--- Task set ---
A. From the article on Tokyo travel over the four-day weekend, list every company or news organization it names.
B. Answer these from the article on Tokyo travel over the four-day weekend:
(i) On what date did the "Go To Travel" subsidy program begin?
(ii) In which prefecture is Nasu?
(iii) What does Agoop Corp. base its tracking of people's movements on?

--- Passage provided ---
Photo/Illutration Travelers wearing face masks board a Shinkansen train at Tokyo Station on July 23, the start of a four-day weekend. (Yosuke Fukudome)

Tokyo Governor Yuriko Koike’s call to local residents to refrain from nonessential outings over the four-day weekend from July 23 did not exactly fall on deaf ears, but not enough people heeded her advice.

Koike's plea came as Tokyo continues to grapple with a surge in new coronavirus infections.

Fewer Tokyo residents took trips to distant domestic locations such as Okinawa Prefecture and the main northern island of Hokkaido, but visits to areas closer to the capital increased significantly.

Although the central government’s much-ballyhooed “Go To Travel” subsidy program that began on July 22 did not cover Tokyo residents, that apparently did not stop people from visiting areas such as the coastal resort town of Atami in Shizuoka Prefecture and Nasu in Tochigi Prefecture.

The Asahi Shimbun analyzed data provided by Agoop Corp., a Tokyo-based subsidiary of Softbank Group that tracks people’s movements based on GPS data on their mobile phones.

--- Material shown ---
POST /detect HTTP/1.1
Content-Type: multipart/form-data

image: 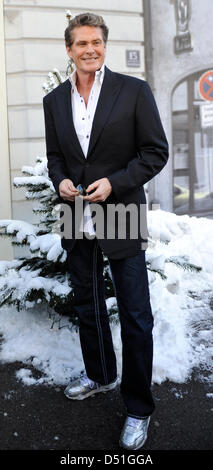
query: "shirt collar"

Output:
[69,64,105,88]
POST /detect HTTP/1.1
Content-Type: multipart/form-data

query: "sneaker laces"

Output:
[128,416,144,428]
[80,375,95,388]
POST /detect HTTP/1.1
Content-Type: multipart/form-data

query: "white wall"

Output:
[151,0,213,210]
[0,2,13,259]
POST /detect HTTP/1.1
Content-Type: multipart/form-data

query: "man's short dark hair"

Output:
[64,12,109,47]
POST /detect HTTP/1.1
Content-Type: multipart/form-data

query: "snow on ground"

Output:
[0,210,213,385]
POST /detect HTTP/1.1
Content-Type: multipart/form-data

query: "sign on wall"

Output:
[198,70,213,101]
[126,49,141,67]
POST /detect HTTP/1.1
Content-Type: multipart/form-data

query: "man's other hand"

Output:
[59,179,79,201]
[83,178,112,202]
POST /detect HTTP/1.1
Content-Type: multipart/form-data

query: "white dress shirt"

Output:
[69,64,104,235]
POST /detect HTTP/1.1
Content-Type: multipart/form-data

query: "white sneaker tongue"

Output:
[128,416,140,428]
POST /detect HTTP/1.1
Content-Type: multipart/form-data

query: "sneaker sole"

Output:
[119,436,147,450]
[64,379,119,400]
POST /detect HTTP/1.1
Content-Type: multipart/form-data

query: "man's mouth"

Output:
[82,57,98,60]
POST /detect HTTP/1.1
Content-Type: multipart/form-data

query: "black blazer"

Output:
[43,66,168,258]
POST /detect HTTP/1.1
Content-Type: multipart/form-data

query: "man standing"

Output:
[43,13,168,449]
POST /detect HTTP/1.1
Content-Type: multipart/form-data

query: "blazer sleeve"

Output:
[43,96,70,196]
[107,80,169,197]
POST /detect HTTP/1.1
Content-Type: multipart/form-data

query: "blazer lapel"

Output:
[56,78,85,162]
[87,66,123,158]
[56,66,123,162]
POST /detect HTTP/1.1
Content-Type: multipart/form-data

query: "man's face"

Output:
[66,26,106,73]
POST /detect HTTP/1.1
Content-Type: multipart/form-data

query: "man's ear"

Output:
[66,46,72,59]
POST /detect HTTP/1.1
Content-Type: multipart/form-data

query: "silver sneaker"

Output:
[64,374,120,400]
[119,416,150,450]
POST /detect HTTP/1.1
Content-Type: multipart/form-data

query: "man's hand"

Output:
[59,179,79,201]
[83,178,112,202]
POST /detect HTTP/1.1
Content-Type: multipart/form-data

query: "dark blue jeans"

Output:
[67,236,155,418]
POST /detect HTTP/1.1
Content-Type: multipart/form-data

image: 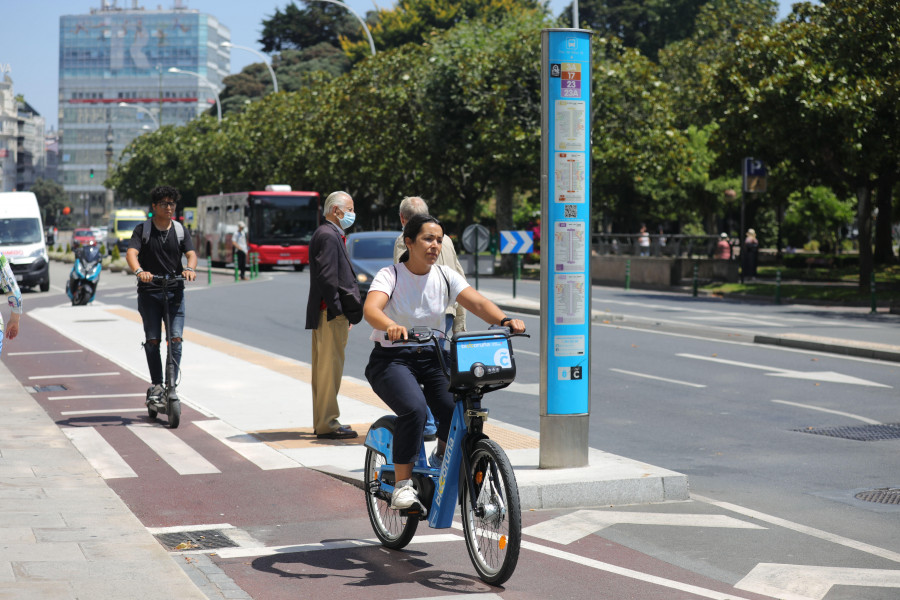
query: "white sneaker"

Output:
[428,446,444,470]
[391,479,427,513]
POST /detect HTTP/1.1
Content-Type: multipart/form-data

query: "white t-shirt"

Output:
[369,263,469,348]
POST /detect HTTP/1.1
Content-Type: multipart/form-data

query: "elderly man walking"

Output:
[306,192,362,440]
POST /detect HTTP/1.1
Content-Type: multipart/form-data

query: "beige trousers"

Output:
[312,310,350,434]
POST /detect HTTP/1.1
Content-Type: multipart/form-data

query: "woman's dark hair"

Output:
[150,185,181,204]
[400,213,444,262]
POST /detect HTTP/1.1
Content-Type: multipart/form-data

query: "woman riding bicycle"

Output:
[363,214,525,509]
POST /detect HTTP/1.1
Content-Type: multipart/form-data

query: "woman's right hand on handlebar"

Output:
[506,319,525,333]
[385,323,409,342]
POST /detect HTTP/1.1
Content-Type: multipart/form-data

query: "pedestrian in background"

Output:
[741,229,759,279]
[394,196,466,441]
[306,192,362,440]
[125,185,197,403]
[0,253,22,353]
[716,231,731,260]
[638,223,650,256]
[231,221,247,281]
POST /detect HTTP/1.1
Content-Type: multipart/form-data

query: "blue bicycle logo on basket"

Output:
[365,328,527,585]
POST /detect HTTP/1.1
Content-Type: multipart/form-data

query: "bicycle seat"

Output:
[450,329,516,392]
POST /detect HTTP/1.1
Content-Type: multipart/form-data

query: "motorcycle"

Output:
[66,243,101,306]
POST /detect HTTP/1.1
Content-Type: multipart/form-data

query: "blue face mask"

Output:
[339,211,356,229]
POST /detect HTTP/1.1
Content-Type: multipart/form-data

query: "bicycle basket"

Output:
[450,331,516,391]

--- Task solutions ---
A.
The Asahi Shimbun
Agoop Corp.
Softbank Group

B.
(i) July 22
(ii) Tochigi Prefecture
(iii) GPS data on their mobile phones